Retype exactly the lines from the one holding "column 479, row 209" through the final line of the data, both included.

(Referring expression pointing data)
========================================
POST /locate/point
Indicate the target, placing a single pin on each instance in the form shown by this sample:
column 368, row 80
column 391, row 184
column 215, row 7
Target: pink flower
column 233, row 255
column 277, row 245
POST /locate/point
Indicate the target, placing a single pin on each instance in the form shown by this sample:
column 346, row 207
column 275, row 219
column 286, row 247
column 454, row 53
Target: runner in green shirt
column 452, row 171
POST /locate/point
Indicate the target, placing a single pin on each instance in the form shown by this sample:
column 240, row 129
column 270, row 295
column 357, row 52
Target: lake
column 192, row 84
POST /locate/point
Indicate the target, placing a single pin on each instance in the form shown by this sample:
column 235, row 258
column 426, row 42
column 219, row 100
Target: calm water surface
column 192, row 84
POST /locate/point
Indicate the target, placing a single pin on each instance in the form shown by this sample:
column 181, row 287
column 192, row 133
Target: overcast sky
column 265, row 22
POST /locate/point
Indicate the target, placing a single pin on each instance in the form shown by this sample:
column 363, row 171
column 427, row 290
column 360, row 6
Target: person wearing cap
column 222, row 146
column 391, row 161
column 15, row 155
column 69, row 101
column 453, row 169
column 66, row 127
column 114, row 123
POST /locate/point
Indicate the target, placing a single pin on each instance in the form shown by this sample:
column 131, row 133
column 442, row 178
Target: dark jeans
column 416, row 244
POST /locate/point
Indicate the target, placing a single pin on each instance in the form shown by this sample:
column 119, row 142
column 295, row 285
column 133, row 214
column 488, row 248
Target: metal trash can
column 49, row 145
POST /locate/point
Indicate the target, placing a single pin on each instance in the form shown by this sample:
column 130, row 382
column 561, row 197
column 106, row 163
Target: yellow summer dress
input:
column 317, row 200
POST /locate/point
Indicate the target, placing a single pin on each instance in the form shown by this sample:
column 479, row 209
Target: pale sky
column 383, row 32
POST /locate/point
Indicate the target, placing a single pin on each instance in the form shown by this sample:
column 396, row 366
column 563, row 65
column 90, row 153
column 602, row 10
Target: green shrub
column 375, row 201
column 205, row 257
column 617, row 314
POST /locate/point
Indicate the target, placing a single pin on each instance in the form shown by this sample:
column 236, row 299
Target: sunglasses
========================================
* _RESULT OF THE TASK_:
column 479, row 209
Target: pale sky
column 383, row 32
POST /locate/point
Indicate the target, placing a single pin on each instance in the form shown by this sample:
column 396, row 366
column 563, row 65
column 90, row 153
column 602, row 10
Target: green shrub
column 375, row 201
column 205, row 257
column 617, row 314
POST /locate/point
Indicate the target, placing a single pin on each instance in the form shown by this sample:
column 236, row 299
Target: sunglasses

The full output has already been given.